▸ Problem statement: Rewrite all of the items below, renaming "confidence threshold" to "score cutoff" wherever it occurs and leaving every other part unchanged.
## begin
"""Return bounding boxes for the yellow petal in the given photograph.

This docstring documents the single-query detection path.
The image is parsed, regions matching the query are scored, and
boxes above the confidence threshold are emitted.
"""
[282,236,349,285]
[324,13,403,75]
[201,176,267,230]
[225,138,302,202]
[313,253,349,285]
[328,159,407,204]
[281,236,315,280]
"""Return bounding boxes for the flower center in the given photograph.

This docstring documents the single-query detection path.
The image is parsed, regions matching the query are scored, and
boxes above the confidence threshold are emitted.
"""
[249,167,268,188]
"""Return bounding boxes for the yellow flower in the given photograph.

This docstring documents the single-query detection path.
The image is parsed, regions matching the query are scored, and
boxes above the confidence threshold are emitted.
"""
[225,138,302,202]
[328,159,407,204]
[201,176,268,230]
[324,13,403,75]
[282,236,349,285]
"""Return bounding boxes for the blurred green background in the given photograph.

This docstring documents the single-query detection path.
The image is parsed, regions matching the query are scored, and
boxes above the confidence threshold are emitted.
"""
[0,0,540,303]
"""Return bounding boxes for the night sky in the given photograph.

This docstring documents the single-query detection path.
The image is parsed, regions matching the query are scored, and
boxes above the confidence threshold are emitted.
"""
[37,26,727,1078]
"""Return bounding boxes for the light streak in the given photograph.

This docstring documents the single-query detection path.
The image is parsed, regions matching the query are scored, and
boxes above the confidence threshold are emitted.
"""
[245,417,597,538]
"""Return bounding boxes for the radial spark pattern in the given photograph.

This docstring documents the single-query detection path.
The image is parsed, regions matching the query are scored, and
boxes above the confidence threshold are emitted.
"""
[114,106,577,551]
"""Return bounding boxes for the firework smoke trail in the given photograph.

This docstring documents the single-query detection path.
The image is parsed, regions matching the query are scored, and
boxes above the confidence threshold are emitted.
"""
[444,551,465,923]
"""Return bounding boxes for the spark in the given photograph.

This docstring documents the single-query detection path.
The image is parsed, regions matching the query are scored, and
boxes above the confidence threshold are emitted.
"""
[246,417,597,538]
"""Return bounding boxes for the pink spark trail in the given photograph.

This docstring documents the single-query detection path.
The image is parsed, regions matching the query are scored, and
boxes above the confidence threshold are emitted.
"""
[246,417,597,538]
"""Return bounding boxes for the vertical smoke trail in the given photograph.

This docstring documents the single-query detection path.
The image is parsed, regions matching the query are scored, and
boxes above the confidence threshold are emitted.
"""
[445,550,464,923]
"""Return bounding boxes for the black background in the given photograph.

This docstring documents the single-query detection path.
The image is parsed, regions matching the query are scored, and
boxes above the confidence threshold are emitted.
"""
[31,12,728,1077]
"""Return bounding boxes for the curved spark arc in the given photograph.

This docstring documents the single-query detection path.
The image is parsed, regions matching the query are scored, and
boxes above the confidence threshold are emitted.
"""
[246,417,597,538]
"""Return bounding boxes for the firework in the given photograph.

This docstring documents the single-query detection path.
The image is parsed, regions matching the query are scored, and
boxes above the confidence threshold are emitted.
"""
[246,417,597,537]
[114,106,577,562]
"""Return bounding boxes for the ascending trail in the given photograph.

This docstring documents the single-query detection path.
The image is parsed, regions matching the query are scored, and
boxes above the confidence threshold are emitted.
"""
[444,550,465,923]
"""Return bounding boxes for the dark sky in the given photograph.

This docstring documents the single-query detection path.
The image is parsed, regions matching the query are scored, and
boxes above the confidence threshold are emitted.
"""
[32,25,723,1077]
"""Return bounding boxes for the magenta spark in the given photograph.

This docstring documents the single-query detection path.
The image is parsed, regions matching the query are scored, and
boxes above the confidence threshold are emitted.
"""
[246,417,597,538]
## end
▸ Reply to the exercise:
"""Return bounding boxes for the yellow petal in the given photograph.

This docstring documents the single-query detection path.
The image is parsed, regions matching the query are scored, and
boxes above the score cutoff are emitted.
"""
[282,236,349,285]
[324,13,403,75]
[201,176,267,230]
[225,138,302,202]
[313,253,349,285]
[328,159,407,204]
[281,236,315,280]
"""Return bounding boxes for the flower center in the given photograph.

This docstring documents the single-query detection path.
The image is parsed, regions matching the query are scored, and
boxes above the score cutoff are emitted.
"""
[249,167,268,188]
"""Return bounding boxes for the yellow flower in the given photograph.

This docstring documents the single-query detection path.
The image is parsed, regions matching the query are scored, and
boxes above the score cutoff are emitted.
"""
[225,138,302,202]
[328,159,407,204]
[201,176,268,230]
[324,13,403,75]
[282,236,349,285]
"""Return bounding boxes for the blurred green background in the given photograph.

This docstring documents the single-query detection path.
The image is parsed, regions matching the query are scored, and
boxes above the score cutoff are emitted.
"""
[0,0,540,303]
"""Return bounding boxes for the night sky in the given photograph.

This docstring documents the single-query detection path.
The image is parsed, regions matching the query are scored, and
boxes above the score cutoff are emitted.
"""
[37,26,727,1078]
"""Return bounding boxes for the light streak in the given photograph.

This docstring documents the single-query detection path.
The image is parsed, regions matching the query are scored, and
boxes above the score cutoff are emitted.
"""
[245,417,597,538]
"""Return bounding boxes for the radial spark pattern in the given photograph.

This docstring documents the single-query detection path.
The image is parsed, regions matching the query are scored, and
boxes above the score cutoff are emitted.
"""
[114,106,577,551]
"""Return bounding boxes for the firework smoke trail in the given photograph.

This docstring documents the single-query detection path.
The image is parsed, regions matching the query are scored, and
boxes above the score cutoff are emitted.
"""
[444,551,465,923]
"""Return bounding boxes for the spark in the given photograph.

This docstring documents the single-query detection path.
The image is parsed, regions matching the query are scored, and
boxes above the score cutoff are emitted.
"""
[246,417,597,538]
"""Return bounding boxes for the pink spark trail in the given photograph.

This docstring documents the single-query detection path.
The image is parsed, regions matching the query are scored, and
boxes above the score cutoff are emitted.
"""
[246,417,597,538]
"""Return bounding boxes for the vertical smoke trail in the given photograph.

This docstring documents the single-query detection path.
The image is parsed, regions matching the query are scored, and
boxes above the score cutoff are emitted.
"""
[445,550,464,923]
"""Return bounding boxes for the black background in the given photograph.

This docstring documents the single-query detection path.
The image is parsed, regions matching the query are scored, and
boxes above the score cutoff are emitted.
"""
[31,12,728,1077]
"""Return bounding boxes for the curved spark arc in the given photograph.

This docstring documents the single-query detection path.
The image is parsed, regions matching the query are scored, and
boxes above the score cutoff are emitted.
"""
[246,417,597,538]
"""Return bounding boxes for the firework in the given photograph.

This docstring documents the single-query detection path.
The image is parsed, regions matching the query are scored, and
boxes above the score cutoff are emitted.
"""
[246,417,597,537]
[114,106,577,562]
"""Return bounding boxes for the ascending trail in the given photograph.

This docstring documents the single-query detection path.
The image is parsed, regions matching the query are scored, and
boxes above the score cutoff are emitted.
"""
[444,550,465,923]
"""Return bounding boxes for the dark sky in the given photograph.

This docstring documents the single-query detection path.
The image is parsed, regions matching the query are scored, and
boxes above the score cutoff are emitted.
"""
[32,25,723,1077]
"""Return bounding boxes for the magenta spark in the given photograph.

This docstring documents the single-query detection path.
The image is parsed, regions matching the query are scored, and
boxes above the score cutoff are emitted.
"""
[246,417,597,538]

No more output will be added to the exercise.